* **PROBLEM SET**:
(a) Translate this sentence from the Rolex Datejust article into Spanish: "Rolex introduced the original Datejust (reference 4467) in 1945 to celebrate the company's 40th anniversary."
(b) Extend the Rolex Datejust article with the passage that would come next after its final sentence.

Wristwatch manufactured by Rolex

The Rolex Oyster Perpetual Datejust is a self-winding chronometer manufactured by Rolex. Launched in 1945, the Datejust was the first self-winding chronometer wristwatch to indicate the date in a window on the dial. Today, it is available in a variety of sizes from 28mm to 41mm, in stainless steel, two-tone gold, and solid gold versions.

==History==
Rolex introduced the original Datejust (reference 4467) in 1945 to celebrate the company's 40th anniversary. It was available only in 18 karat yellow gold and had a small bubble back winder with a domed back. It also featured the company's waterproof Oyster case (first introduced in 1926), a fluted bezel, and the new Jubilee bracelet (so named for the occasion).

Over the years, the Datejust saw an expansion of its design options as well as improvements to its movement, from a gradual date change shortly before midnight in the earliest versions to an instantaneous change beginning in 1955. The same date change mechanics and 'Datejust' naming was also used in the Rolex Oysterquartz range.

The Datejust is offered with two Rolex bracelets: the Jubilee and the Oyster. The original Datejust was launched with a case size of 36mm. Subsequently, various sizes including ladies' and mid-sized versions were made available.

=== Turn-O-Graph ===
In 1953, Rolex briefly introduced the Monomoter, a Datejust variant featuring a rotating bezel marked to 60 minutes. Within months, the name was changed to 'Turn-O-Graph', the first Rolex with a rotating bezel. This watch would form the basis for the Rolex Explorer (designed for Sir Edmund Hillary's Mount Everest expedition), the Rolex Submariner, and the Rolex Sea-Dweller. It was issued by the US Air Force's Thunderbird Aerobatic team, earning it the nickname 'Thunderbird'.

=== Datejust II ===
In 2009, the Rolex Oyster Perpetual Datejust II was released. At 41mm in diameter (excluding the crown) its case is bigger than the original Datejust.

In 2016, the Rolex Oyster Perpetual Datejust 41 was released. The watch comes in stainless steel, and two-tone stainless steel and 18k yellow or 18k everose gold (Rolex's version of rose gold) bracelets. The 2016 41mm Datejust is on an Oyster or Jubilee bracelet. While the Datejust 41 has a similar-sized 41mm diameter case as the Datejust II, the Datejust 41 has smaller indexes and a thinner bezel compared to the Datejust II.

In this year, Rolex also introduced the new Caliber 3235 movement, which replaces more than 90% of the parts of its predecessor, the Caliber 3135 - Rolex's longest running and most successful movement. Caliber 3235 includes a new escapement, the Chronergy, along with other significant improvements, and provides a 70-hour power reserve while maintaining the same dimensions as its predecessor.

Point annotation dataset records

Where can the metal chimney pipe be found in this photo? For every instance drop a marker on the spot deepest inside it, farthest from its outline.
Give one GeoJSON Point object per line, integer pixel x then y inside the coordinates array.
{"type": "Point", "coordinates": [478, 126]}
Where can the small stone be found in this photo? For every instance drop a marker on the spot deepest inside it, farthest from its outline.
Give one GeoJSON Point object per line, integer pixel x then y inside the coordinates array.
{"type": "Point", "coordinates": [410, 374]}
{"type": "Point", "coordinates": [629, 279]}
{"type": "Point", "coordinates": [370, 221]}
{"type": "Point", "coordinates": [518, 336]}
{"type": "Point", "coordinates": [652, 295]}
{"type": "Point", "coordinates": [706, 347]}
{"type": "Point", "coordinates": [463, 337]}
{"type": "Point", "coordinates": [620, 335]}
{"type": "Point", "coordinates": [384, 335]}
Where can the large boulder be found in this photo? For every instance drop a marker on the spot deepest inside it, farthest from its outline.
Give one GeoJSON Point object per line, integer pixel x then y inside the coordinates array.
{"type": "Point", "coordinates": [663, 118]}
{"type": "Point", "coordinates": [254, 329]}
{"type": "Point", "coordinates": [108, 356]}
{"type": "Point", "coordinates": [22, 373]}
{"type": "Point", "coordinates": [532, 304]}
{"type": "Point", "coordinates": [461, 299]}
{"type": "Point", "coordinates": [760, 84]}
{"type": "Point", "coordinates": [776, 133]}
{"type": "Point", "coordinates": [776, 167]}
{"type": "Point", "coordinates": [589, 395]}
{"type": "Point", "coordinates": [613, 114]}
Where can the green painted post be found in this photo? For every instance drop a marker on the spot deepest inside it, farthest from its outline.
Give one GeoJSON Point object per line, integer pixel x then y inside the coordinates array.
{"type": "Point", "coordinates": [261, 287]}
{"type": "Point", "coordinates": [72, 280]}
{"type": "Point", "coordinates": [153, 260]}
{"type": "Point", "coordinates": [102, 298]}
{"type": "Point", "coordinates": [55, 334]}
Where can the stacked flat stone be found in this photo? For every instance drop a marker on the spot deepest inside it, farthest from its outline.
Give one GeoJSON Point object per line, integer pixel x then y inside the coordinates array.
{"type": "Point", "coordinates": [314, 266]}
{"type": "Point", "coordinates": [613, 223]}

* **ANSWERS GIVEN**:
(a) Rolex presentó el Datejust original (referencia 4467) en 1945 para celebrar el 40.º aniversario de la empresa.

(b)
At Baselworld 2015, Rolex announced that the Lady-Datejust 26mm would be replaced by a newer 28mm variant, with a new Caliber 2236 movement, refined lugs and middle case, a broad and clear dial, as well as a President or Jubilee bracelet integrated into the Oyster case.

As of 2019, the Datejust lineup consists of the following sizes: 28mm, 31mm, 34mm, 36mm, 41mm - which come in either full stainless steel, two-tone gold (yellow, Everose or white) and stainless steel, or solid gold (yellow, Everose and white) case and bracelet.

== In popular culture ==

In the book version of American Psycho, Patrick Bateman owns an unspecified Rolex. In the movie version, Bateman (played by Christian Bale) wears a two-tone Seiko 5 that resembles a Rolex Datejust, as Rolex did not want to be associated with the character.

In The Informers some of the cast wear Datejust watches.

Paul Newman wears a full stainless steel 36mm Datejust in The Color of Money.

Harrison Ford sports a Datejust 36mm in the 1980s movie Frantic, which featured a white Roman numeral dial, white gold bezel and stainless steel jubilee bracelet and case.

Bill Murray's character wears a Datejust with a black dial in Lost in Translation.

Matthew McConaughey's character in The Wolf of Wall Street wears a 90's Rolesor (two-toned stainless steel and gold) Datejust.

Edie Falco consistently wears a 90s-era women's Datejust in her role as Carmela throughout the run of The Sopranos.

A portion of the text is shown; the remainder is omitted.